Copy all of the data below exactly as it is given.

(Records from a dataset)
►

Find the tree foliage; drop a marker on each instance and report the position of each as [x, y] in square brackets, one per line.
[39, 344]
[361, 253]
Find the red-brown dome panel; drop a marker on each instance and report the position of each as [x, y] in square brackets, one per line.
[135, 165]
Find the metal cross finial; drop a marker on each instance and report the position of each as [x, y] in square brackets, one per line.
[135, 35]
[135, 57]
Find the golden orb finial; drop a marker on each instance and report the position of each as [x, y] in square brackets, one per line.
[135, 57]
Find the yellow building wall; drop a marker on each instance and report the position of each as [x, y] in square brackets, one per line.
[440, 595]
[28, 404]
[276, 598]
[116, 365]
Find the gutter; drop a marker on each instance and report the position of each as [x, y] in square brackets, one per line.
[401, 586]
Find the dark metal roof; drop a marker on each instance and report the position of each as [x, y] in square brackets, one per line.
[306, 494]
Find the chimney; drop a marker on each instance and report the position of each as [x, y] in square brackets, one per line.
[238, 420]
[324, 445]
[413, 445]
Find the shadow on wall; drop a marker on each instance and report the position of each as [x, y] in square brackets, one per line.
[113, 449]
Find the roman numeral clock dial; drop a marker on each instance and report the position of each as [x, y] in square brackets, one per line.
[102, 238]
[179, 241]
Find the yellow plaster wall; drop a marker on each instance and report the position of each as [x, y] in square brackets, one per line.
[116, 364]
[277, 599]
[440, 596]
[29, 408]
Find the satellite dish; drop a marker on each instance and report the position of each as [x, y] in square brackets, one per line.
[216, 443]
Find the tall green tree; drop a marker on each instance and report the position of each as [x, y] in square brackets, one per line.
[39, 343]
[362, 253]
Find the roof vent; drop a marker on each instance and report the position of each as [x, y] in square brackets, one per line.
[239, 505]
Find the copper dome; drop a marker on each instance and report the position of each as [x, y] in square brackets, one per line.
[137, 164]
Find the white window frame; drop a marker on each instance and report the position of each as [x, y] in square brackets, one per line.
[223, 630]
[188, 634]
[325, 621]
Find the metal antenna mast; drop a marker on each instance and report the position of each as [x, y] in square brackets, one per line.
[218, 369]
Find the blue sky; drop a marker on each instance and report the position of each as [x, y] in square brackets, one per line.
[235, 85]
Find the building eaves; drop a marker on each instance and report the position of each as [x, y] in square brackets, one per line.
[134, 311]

◄

Solution below.
Find the tree foliage; drop a marker on each instance and report the position of each as [x, y] in square brackets, one per line.
[39, 344]
[361, 253]
Find the red-brown dome panel; drop a marker on each instance and report the position of each as [x, y] in square brackets, one per line.
[135, 165]
Find the metal cross finial; drop a marker on each instance and report the position of each as [x, y] in square brackets, one per line.
[135, 35]
[135, 57]
Find the golden orb finial; drop a marker on each instance and report the position of each as [x, y] in square brackets, one per line.
[135, 57]
Find the yellow building wall; drop a marker on each instance and report the position of each as [x, y] in square brackets, one per line.
[440, 595]
[28, 404]
[276, 598]
[116, 365]
Find the gutter; drop a marker on each instance and report the position of each as [x, y] in square brackets, one per line.
[401, 586]
Find the dark metal roof; drop a marker on each instance and report the position of each as [x, y] in square brackets, one per line.
[306, 494]
Find the chimney; drop a marker on each instance and report the position of each as [x, y] in square brackets, one per line.
[238, 420]
[324, 445]
[413, 445]
Find the shadow on wall; drop a marker on each instance and report the position of each as [x, y] in square brackets, one per line.
[113, 449]
Find the roman numeral clock dial; drop a marker on each instance and report the position of each as [x, y] in square brackets, one per line.
[102, 238]
[179, 241]
Find the yellow plaster wall; drop a marker on each instance and report the position of each as [x, y] in square brackets, one per line.
[116, 364]
[277, 599]
[440, 596]
[29, 408]
Find the satellite dish; drop a marker on each instance and report the position of each as [x, y] in square brackets, one per line.
[216, 443]
Find the tall green tree; drop a marker on each instance and report the position of each as [x, y] in square brackets, one per line.
[39, 343]
[362, 253]
Find the roof vent; drop a marker on each instance and report the position of each as [x, y] in square brackets, one per line.
[239, 505]
Find the copper dome; drop a marker on each instance and report the position of each as [x, y] in square brackets, one per line.
[137, 164]
Find the white window frame; drop a marker on each instance and report the position of each as [x, y] in square brackets, one per line.
[223, 630]
[188, 634]
[325, 621]
Find the metal antenna mast; drop a marker on each instance and report the position of each as [x, y] in square brackets, one per line.
[218, 369]
Find the blue sky; drop a marker on each instance and report the position of each as [x, y] in square brackets, one per line.
[235, 85]
Find the building eaves; drop a marker on each instance and report the position of each as [x, y] in square brackets, one per line.
[134, 311]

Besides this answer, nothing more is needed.